_SOURCE_
= = = = =

Telegraf: JSON input losing precision on 64bit integers

Created on 20 May 2020 · 10Comments · Source: influxdata/telegraf

Relevant telegraf.conf:

   data_format = "json"
   tag_keys = ["DEVICEID"]
   json_time_key = "measuredDtm"
   json_time_format = "2006-01-02T15:04:05+00:00"

System info:

telegraf 1.14 on ubuntu18.04

Steps to reproduce:

I am using telegraf to consume json input format. I have a tag key set to transform DEVICEID into an influxdb tag. The problem is that the tag ends up with truncated precision before is becomes a string.

Expected behavior:

source json which contains: ...,"DEVICEID":2882429806056571124,... should yield a metric with tag of DEVICEID=2882429806056571124.

Actual behavior:

source json which contains: ...,"DEVICEID":2882429806056571124,... actually yields a tag of DEVICEID=2882429806056571000. Note the zeroes in the least significant digits.

arejson bug

Source

nathanpegram

All 10 comments

It looks like the problem is in the go encoding/json library, specifically in json.unmarshal. I think all json numbers are parsed into float64.

nathanpegram on 20 May 2020

It is possible to optionally parse them as a json.Number, but it isn't a type we support in the Telegraf metric. It's possible we could expose an option to select if the value should be converted to an int64, uint64, float64.

danielnelson on 21 May 2020

Because I am using it as a tag, I ultimately want it parsed into a string.

nathanpegram on 21 May 2020

But in general, I could see wanting to parse signed 64 bit integers as well since they are supported by influx. I think it would make sense to use whatever options are available in the json decoding to preserve information and then parse into influx compatible formats within parsers/json/parser.go. This would allow for placing priority on parsing to string without loss for keys that have been flagged as tags or string_fields.

nathanpegram on 21 May 2020

👍1

Wondering if this is causing a loss of precision regarding timestamps as well?
Ran a local test and noticed the millisecond precision was dropped. Might not be related, and is very probable I've missed something.

Tested via the following command:
./telegraf --config jsonfile.conf --test

jsonfile.conf:

# Reload and gather from file[s] on telegraf's interval.
[[inputs.file]]
  files = ["output.json"]

  data_format = "json"
  json_strict = true
  tag_keys = ["Path", "TimeStamp"]
  json_name_key = "Path"
  json_time_key = "TimeStamp"
  json_time_format = "unix_ms"

output.json:

[
    {
        "TimeStamp": "1590009582002",
        "Path": "processor_time",
        "Value": 10.656527371660751
    },
    {
        "TimeStamp": "1590009582002",
        "Path": "memory_committed_bytes",
        "Value": 79.157851910953838
    }
]

Results (truncated slightly to highlight the timestamp value):

Starting Telegraf 
> processor_time,Value=10.65652737166075 1590009582000000000
> memory_committed_bytes,Value=79.15785191095384 1590009582000000000

The timestamp that was expected: 1590009582002000000

atxviking on 21 May 2020

That is probably rounded due to the agent precision setting:

[agent]
  precision = "1s"

danielnelson on 21 May 2020

BTW, you can check if that is the case by setting `precision = "1ms" in the agent. This takes effect across all of Telegraf but I'm planning to make it configurable per plugin in 1.15.

= = = = =

[Object location annotation data]
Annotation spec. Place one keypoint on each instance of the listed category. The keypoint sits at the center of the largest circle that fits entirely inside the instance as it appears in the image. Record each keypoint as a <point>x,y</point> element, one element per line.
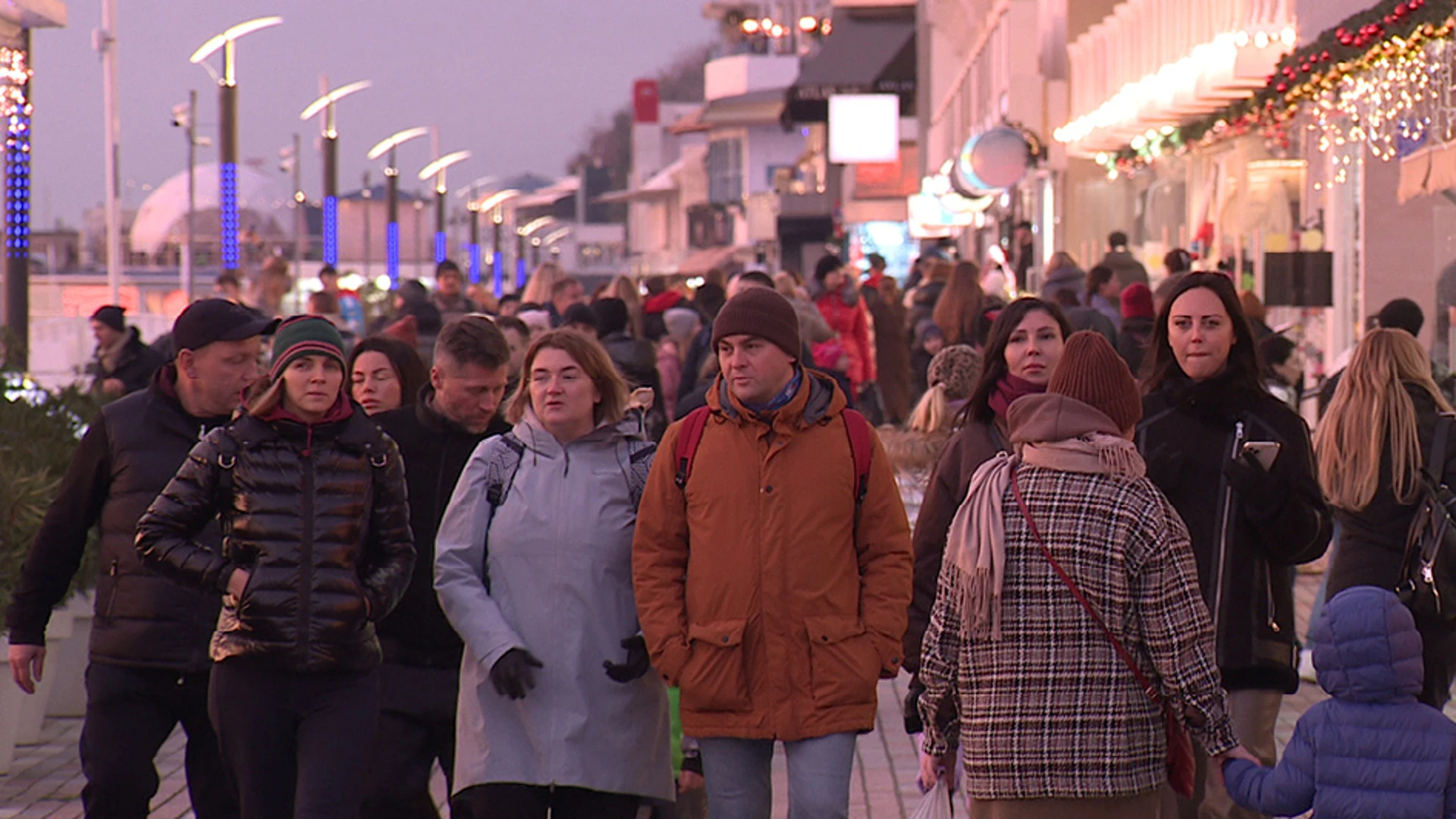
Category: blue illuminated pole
<point>228,165</point>
<point>497,259</point>
<point>18,222</point>
<point>392,228</point>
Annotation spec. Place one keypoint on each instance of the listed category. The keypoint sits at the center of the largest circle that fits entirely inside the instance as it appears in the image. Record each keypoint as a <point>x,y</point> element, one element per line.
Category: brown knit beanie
<point>759,311</point>
<point>1094,373</point>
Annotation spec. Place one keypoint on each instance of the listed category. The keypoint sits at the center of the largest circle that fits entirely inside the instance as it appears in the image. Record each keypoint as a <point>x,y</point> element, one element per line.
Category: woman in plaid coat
<point>1052,720</point>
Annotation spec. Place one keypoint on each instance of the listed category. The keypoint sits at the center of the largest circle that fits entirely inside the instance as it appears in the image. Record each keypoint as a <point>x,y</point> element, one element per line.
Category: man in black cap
<point>124,363</point>
<point>149,649</point>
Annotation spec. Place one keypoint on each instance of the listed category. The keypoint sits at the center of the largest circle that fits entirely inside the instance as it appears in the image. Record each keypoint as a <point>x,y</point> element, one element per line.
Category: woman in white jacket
<point>533,564</point>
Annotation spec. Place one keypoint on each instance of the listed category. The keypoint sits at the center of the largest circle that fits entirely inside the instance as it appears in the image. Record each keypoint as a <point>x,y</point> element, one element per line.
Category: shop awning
<point>705,260</point>
<point>868,52</point>
<point>661,184</point>
<point>753,108</point>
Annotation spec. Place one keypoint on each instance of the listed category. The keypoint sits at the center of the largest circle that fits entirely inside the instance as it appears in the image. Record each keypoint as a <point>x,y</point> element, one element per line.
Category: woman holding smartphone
<point>1238,466</point>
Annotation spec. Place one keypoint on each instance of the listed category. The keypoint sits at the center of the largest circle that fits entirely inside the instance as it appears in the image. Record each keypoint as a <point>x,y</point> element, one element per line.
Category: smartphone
<point>1263,450</point>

= = = = =

_CHALLENGE 1_
In the Telegraf issue thread, what tag does the JSON value "DEVICEID":2882429806056571124 actually produce?
_CHALLENGE 2_
Duplicate the part of the entries that opens with their first line and closes with the line containing "<point>753,108</point>", including both of those lines. Leave out the pictures.
The Telegraf issue thread and the entries have no connection to each other.

_WORKED SOLUTION 1_
DEVICEID=2882429806056571000

_WORKED SOLUTION 2_
Annotation spec. Place one keypoint on each instance of the listed category. The keypoint sits at the center of the largest circle that fits entirely inside the instance as it appears in the image. Record each keypoint as a <point>x,y</point> element, one element per line.
Category: blue illuminated pole
<point>228,165</point>
<point>497,259</point>
<point>18,222</point>
<point>392,228</point>
Annotation spec. Place one keypoint on each instance of the listed category. The keypoint sits at the center of the largest circle that fits entirely inside the instance as it appears in the image. Record each keypoint as a <point>x,y</point> element, one element per line.
Category: brown knit beanie
<point>759,311</point>
<point>1094,373</point>
Annotation spec. Place one keypoint on each instance of the listed category. The keypoint sits at the center of the largest circle that fits entirely inside the instance as it appears in the image. Record each keypoint as a <point>x,y</point> element, one element per line.
Category: woman in plaid coat
<point>1052,720</point>
Annotation spec. Place one keypoint on each instance of the listed category. The keypoint sits at the center of the largest circle that fits entirely inside the instance as it appears in the image. Record each keypoint as a <point>x,y</point> element, one element per line.
Category: man in black cap
<point>124,363</point>
<point>149,649</point>
Annotation spec. Place one keypoint on each instance of the listed category. The keypoint sits at the center of the largest circle that fits entirely inside the instance as it appears in the image. Record each keypoint as a <point>x,y</point> element, one element per line.
Category: woman in white jacket
<point>533,564</point>
Annotation spec. Place one keypoint on each instance of the listed category. The keypoint sits at the center of the largest circle that fits entirely inside the instance as it appears in the image. Record each keypoint as a <point>x,y</point> element, one element per line.
Category: shop awning
<point>705,260</point>
<point>868,52</point>
<point>661,184</point>
<point>753,108</point>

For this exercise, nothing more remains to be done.